• _Task directions_
Transcribe the stretch of the Richard Chapman article from "Some residents objected" through "already quite heavy.".

Friday, August 18, 2017

Longtime Cheshire Resident Richard Chapman Dies

For those who grew up in Cheshire, Richard H. Chapman is best known as the owner of a chicken farm that operated on Route 10 for many years.

But for newcomers to town, Chapman will probably be remembered as the man who sold his family's 10-acre farm to the town for $3 million. Chapman died Aug. 16th at the age 80, according to an obituary posted by the Alderson Funeral Home.

Richard Chapman
Cheshire voters approved the land purchase in a September 2016 referendum. The town had tried to buy the farm, which is located adjacent to Bartlem Park on Route 10, earlier in the current decade, but a deal never came to fruition.

 “They had what old-timers like to call ‘fishhooks in your pocket,’” Chapman told the New Haven Register, when asked to describe the town's previous offer for the property. “I wasn't going to give it away for nothing.”

Some residents objected to the price of the property, but town officials successfully argued that if the referendum failed,  a developer might purchase the land and build high density housing on it. Traffic along that stretch of Route 10, near Cheshire High School, is already quite heavy.

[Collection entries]
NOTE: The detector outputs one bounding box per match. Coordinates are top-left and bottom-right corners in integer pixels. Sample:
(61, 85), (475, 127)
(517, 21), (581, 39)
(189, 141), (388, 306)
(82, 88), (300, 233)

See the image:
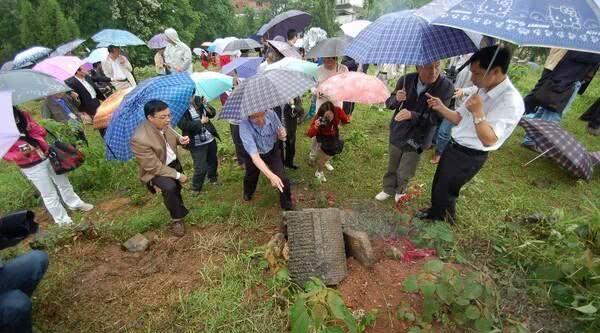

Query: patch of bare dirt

• _Right answer_
Some residents objected to the price of the property, but town officials successfully argued that if the referendum failed,  a developer might purchase the land and build high density housing on it. Traffic along that stretch of Route 10, near Cheshire High School, is already quite heavy.